# [Objective]
Switch "side panel" to "end panel" in everything from the line containing "For the benchmark, mark every instance of the wooden side panel" down to the line containing "[[104, 545]]", and write those lines out again with all else unchanged.

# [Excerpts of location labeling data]
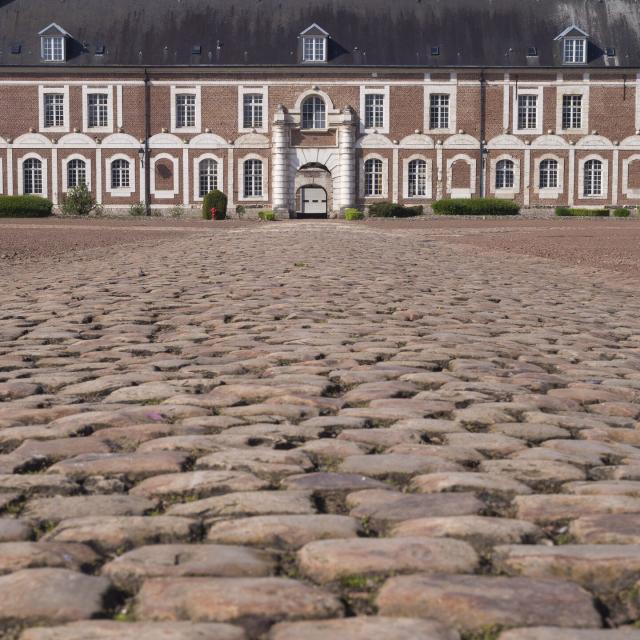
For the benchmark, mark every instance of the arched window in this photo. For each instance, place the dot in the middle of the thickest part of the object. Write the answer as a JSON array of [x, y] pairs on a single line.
[[417, 178], [120, 178], [593, 178], [314, 113], [373, 177], [505, 174], [208, 176], [32, 177], [252, 178], [549, 174], [76, 173]]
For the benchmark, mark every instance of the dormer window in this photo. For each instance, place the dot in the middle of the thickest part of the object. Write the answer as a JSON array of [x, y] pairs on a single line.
[[53, 43], [314, 44]]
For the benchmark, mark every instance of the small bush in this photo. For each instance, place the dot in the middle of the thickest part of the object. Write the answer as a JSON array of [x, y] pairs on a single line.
[[353, 214], [25, 207], [215, 199], [137, 209], [393, 210], [582, 213], [476, 207], [78, 201]]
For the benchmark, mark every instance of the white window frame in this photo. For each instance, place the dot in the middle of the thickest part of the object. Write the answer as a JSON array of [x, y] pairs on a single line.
[[248, 90], [196, 174], [429, 178], [573, 90], [86, 92], [165, 194], [380, 90], [385, 177], [122, 192], [185, 90], [65, 175], [42, 91], [551, 193], [45, 174], [529, 91], [265, 179], [441, 89], [605, 177]]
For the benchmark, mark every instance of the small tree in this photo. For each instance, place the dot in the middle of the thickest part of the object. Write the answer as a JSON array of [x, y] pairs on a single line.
[[78, 201], [215, 199]]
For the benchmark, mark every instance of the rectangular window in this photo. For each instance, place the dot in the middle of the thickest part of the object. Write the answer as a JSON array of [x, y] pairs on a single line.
[[527, 112], [571, 112], [252, 111], [53, 110], [97, 110], [374, 111], [185, 110], [439, 111]]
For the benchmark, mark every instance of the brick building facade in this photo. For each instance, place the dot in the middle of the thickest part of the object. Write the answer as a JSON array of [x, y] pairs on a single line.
[[556, 122]]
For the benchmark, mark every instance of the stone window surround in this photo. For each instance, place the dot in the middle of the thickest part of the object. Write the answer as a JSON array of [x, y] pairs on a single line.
[[429, 179], [166, 194], [45, 173], [125, 192], [66, 161], [42, 91], [605, 177], [196, 91], [196, 174], [248, 89]]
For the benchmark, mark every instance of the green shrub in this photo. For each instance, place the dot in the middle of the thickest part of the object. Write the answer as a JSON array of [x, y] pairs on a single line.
[[476, 207], [25, 207], [78, 201], [394, 210], [353, 214], [582, 213], [138, 209], [215, 199]]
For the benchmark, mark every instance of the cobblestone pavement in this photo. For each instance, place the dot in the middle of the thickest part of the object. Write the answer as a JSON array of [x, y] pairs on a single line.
[[319, 432]]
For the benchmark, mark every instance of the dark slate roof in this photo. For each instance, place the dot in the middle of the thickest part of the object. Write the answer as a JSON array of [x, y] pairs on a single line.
[[381, 33]]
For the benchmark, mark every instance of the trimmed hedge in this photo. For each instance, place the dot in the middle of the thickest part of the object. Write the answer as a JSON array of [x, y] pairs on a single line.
[[476, 207], [353, 214], [582, 213], [393, 210], [215, 199], [25, 207]]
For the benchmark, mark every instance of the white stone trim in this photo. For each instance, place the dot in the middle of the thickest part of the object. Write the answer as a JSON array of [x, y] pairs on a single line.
[[548, 193], [375, 90], [86, 91], [457, 192], [65, 177], [529, 91], [605, 177], [196, 91], [167, 193], [572, 90], [265, 179], [196, 173], [385, 177], [449, 89], [42, 91], [121, 192], [263, 90], [45, 174], [504, 192], [405, 177]]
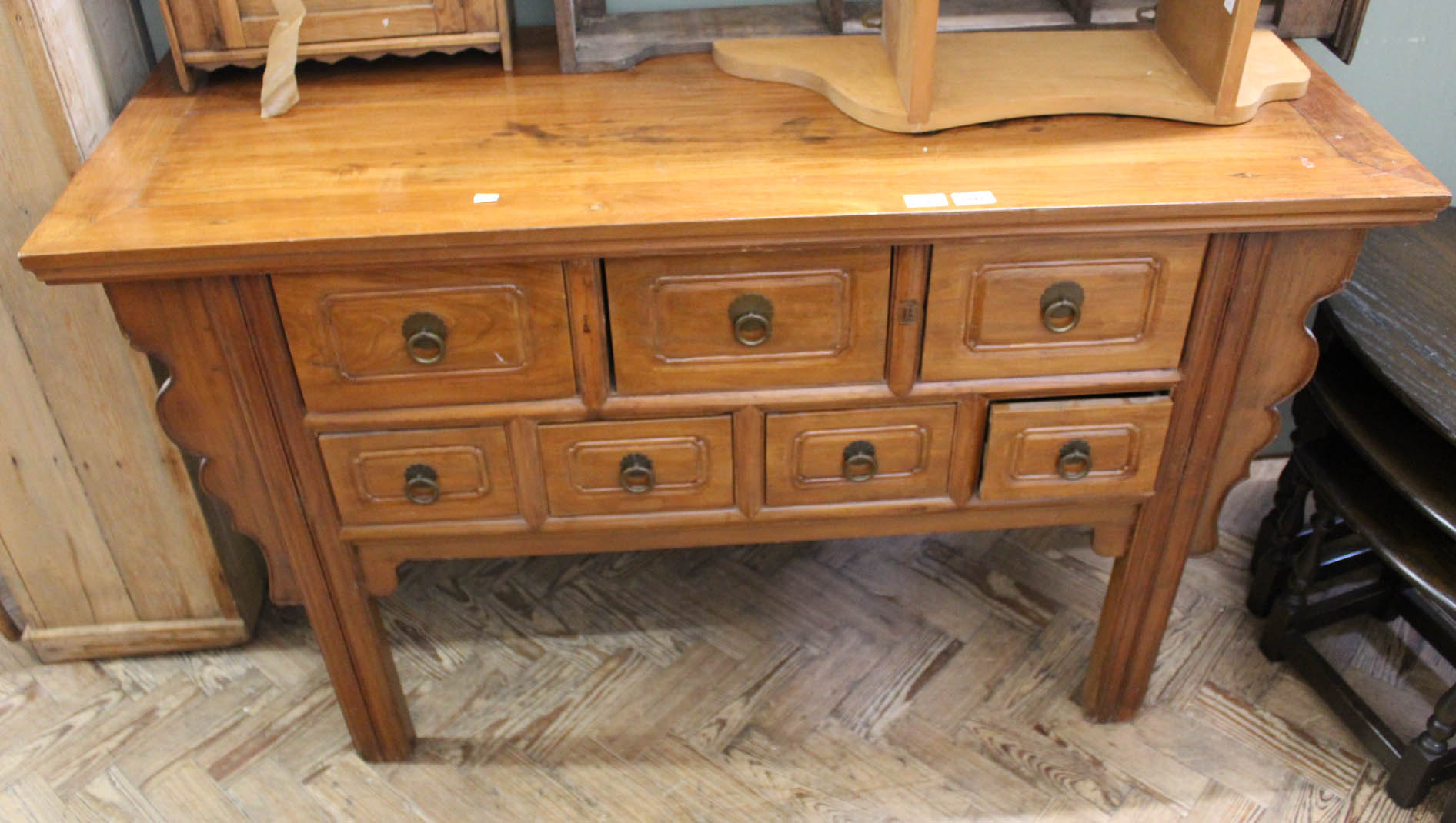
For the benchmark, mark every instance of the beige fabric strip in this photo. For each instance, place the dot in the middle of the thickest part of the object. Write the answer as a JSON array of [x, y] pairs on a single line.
[[280, 85]]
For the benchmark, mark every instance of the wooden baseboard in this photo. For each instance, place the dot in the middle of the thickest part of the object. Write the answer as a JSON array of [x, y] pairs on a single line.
[[127, 638]]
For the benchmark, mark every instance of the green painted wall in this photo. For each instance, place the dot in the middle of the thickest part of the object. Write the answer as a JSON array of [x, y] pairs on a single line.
[[1405, 75]]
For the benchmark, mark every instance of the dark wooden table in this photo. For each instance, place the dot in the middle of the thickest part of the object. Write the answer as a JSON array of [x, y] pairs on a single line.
[[1400, 316]]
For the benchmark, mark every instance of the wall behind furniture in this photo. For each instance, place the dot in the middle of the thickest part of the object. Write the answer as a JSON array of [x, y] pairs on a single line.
[[1405, 75], [1404, 70]]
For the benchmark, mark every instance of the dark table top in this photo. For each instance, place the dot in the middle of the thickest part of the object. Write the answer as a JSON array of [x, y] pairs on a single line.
[[1400, 316]]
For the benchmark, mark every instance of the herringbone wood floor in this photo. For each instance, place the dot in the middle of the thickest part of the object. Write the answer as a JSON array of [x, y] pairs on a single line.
[[923, 678]]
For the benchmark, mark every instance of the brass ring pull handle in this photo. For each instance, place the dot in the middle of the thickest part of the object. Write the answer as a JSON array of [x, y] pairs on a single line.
[[1075, 460], [421, 485], [752, 316], [636, 473], [426, 338], [1062, 307], [860, 461]]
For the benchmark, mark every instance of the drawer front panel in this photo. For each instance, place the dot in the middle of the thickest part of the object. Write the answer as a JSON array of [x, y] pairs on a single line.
[[672, 465], [434, 336], [1074, 448], [439, 475], [1038, 307], [871, 454], [726, 322]]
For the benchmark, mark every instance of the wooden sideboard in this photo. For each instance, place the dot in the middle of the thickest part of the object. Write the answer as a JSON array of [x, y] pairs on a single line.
[[434, 313]]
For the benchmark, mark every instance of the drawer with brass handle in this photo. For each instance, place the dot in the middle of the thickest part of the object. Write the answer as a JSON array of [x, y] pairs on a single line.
[[434, 475], [726, 322], [857, 455], [429, 336], [1072, 448], [638, 465], [1059, 305]]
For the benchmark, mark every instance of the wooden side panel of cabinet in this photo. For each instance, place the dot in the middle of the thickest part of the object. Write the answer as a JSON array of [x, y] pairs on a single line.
[[104, 545]]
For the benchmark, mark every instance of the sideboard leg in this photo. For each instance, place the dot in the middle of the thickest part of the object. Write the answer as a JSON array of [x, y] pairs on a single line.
[[1240, 361], [344, 615], [372, 658]]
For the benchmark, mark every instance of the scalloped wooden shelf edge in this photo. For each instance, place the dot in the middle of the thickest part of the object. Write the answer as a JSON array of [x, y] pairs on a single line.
[[995, 76]]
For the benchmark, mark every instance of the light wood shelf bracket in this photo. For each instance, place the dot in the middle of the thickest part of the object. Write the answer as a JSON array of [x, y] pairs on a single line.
[[1203, 62]]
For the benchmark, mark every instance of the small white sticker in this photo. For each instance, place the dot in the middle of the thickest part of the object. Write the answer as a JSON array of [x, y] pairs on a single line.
[[973, 198], [927, 201]]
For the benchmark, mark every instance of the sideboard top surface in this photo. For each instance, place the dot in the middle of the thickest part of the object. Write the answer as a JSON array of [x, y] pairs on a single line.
[[386, 163]]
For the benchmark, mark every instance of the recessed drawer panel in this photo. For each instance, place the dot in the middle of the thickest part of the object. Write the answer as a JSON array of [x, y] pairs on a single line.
[[1040, 307], [429, 338], [1072, 448], [726, 322], [439, 475], [638, 465], [871, 454]]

# [Output of the task]
For the benchmark, mark every instance of the wooden end panel of cabinet in this photo. For each instance, place the dot in the middle of the thickest part of the object. Write the answer as a JSON array of [x, y] pairs on a single line.
[[104, 545]]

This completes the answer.